Bloc de texte:

○ ○ ○ ○

Le Tribunal n’a pas fait droit à cette demande de révision au motif que le demandeur « ne lui donnait pas les éléments nécessaires pour mesurer le bien-fondé des modifications du tarif présentées ». Toutefois, le Tribunal a accédé à la demande subsidiaire du demandeur et a prononcé la résiliation du contrat sur le fondement de l’article 1195 du Code Civil.

Il reconnaît donc enfin une situation dans laquelle les conditions d’application de l’article sont réunies. Il considère notamment que la hausse exceptionnelle du coût de l’énergie n’était pas prévisible lors de la négociation du contrat un an auparavant et que le demandeur n’avait pas accepté d’assumer le risque financier résultant de cette situation.

Une portée de la décision qui reste limitée

La portée de cette décision doit cependant être mesurée.

Tout d’abord, on a dit que le juge esquive une nouvelle fois, ici, la possibilité d’user de son outil révisionniste, qui reviendrait à s’insérer trop frontalement dans l’économie du contrat, et préfère prononcer la résiliation.

Il est toutefois possible, à rebours de cette lecture, de considérer que, combinant les approches volontaristes et objectives du contrat, le juge, loin de refuser de réviser le contrat, prenant acte de son incompétence à se substituer aux parties, se borne à leur faire supporter la preuve du bien-fondé de la révision sollicitée.

En ce sens, cette décision est une application entière de l’article 1195 du Code Civil, dont le régime procédural est précisé par le juge : à la partie demanderesse de justifier la pertinence des révisions sollicitées.

○ ○ ○ ○

Informations:

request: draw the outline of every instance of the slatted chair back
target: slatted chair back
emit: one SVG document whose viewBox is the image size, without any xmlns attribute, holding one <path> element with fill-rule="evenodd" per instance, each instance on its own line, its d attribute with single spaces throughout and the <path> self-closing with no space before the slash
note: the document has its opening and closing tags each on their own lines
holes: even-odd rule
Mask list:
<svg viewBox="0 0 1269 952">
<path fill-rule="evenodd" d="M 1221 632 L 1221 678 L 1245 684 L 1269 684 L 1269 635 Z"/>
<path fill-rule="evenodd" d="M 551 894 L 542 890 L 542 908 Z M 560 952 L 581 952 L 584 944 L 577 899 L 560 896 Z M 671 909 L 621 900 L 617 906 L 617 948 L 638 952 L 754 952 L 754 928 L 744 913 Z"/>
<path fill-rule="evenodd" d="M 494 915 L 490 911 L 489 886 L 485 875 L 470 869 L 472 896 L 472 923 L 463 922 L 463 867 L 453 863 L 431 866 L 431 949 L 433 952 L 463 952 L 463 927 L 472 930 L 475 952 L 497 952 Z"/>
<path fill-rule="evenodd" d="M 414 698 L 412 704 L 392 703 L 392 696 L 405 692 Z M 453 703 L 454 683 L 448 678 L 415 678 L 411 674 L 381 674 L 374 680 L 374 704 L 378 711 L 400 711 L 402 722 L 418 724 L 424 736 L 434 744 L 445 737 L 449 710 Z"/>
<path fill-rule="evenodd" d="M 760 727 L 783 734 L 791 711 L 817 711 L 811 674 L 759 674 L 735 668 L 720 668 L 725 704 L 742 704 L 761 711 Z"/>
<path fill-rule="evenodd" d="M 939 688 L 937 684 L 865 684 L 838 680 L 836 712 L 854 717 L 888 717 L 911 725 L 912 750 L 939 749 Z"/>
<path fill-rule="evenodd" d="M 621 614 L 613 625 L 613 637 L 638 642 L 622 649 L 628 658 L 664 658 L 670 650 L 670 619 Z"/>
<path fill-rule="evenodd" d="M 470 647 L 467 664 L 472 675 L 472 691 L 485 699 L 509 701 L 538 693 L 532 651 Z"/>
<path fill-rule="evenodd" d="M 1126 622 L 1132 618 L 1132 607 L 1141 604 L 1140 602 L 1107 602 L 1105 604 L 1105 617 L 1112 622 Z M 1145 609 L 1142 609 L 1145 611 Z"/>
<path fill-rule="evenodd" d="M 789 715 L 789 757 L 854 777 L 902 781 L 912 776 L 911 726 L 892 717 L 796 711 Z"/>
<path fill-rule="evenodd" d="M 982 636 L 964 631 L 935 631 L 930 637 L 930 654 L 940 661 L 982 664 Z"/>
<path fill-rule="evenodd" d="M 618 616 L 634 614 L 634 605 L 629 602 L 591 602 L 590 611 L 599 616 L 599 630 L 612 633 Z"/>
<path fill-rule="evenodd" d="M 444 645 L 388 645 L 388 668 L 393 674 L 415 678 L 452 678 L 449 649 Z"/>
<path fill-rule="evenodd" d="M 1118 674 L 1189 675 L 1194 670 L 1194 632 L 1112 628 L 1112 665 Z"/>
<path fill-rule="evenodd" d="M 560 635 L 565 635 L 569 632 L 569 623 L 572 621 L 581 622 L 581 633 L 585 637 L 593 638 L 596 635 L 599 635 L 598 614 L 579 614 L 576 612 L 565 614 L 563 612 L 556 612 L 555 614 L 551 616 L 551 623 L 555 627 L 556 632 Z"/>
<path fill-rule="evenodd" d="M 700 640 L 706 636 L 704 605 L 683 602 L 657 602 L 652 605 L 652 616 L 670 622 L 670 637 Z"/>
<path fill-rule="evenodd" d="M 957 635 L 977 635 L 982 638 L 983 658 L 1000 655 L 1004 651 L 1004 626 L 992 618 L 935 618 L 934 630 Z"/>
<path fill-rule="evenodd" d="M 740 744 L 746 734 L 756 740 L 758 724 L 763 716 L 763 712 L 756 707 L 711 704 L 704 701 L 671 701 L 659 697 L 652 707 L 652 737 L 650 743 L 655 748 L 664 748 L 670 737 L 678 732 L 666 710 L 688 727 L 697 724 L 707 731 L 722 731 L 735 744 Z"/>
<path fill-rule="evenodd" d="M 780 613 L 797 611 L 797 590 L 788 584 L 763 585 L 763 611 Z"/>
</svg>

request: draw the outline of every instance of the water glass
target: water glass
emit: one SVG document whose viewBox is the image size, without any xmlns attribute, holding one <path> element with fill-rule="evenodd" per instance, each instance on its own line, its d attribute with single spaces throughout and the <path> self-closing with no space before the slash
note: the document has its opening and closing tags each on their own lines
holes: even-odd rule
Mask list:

○ ○ ○ ○

Détails de la tâche: Pourriez-vous restituer mot pour mot l'intégralité du texte sur l'application de l'article 1195 du Code civil ? Le matériel n'entre pas en jeu ici.

Résultat attendu:
Le Tribunal n’a pas fait droit à cette demande de révision au motif que le demandeur « ne lui donnait pas les éléments nécessaires pour mesurer le bien-fondé des modifications du tarif présentées ». Toutefois, le Tribunal a accédé à la demande subsidiaire du demandeur et a prononcé la résiliation du contrat sur le fondement de l’article 1195 du Code Civil.

Il reconnaît donc enfin une situation dans laquelle les conditions d’application de l’article sont réunies. Il considère notamment que la hausse exceptionnelle du coût de l’énergie n’était pas prévisible lors de la négociation du contrat un an auparavant et que le demandeur n’avait pas accepté d’assumer le risque financier résultant de cette situation.

Une portée de la décision qui reste limitée

La portée de cette décision doit cependant être mesurée.

Tout d’abord, on a dit que le juge esquive une nouvelle fois, ici, la possibilité d’user de son outil révisionniste, qui reviendrait à s’insérer trop frontalement dans l’économie du contrat, et préfère prononcer la résiliation.

Il est toutefois possible, à rebours de cette lecture, de considérer que, combinant les approches volontaristes et objectives du contrat, le juge, loin de refuser de réviser le contrat, prenant acte de son incompétence à se substituer aux parties, se borne à leur faire supporter la preuve du bien-fondé de la révision sollicitée.

En ce sens, cette décision est une application entière de l’article 1195 du Code Civil, dont le régime procédural est précisé par le juge : à la partie demanderesse de justifier la pertinence des révisions sollicitées.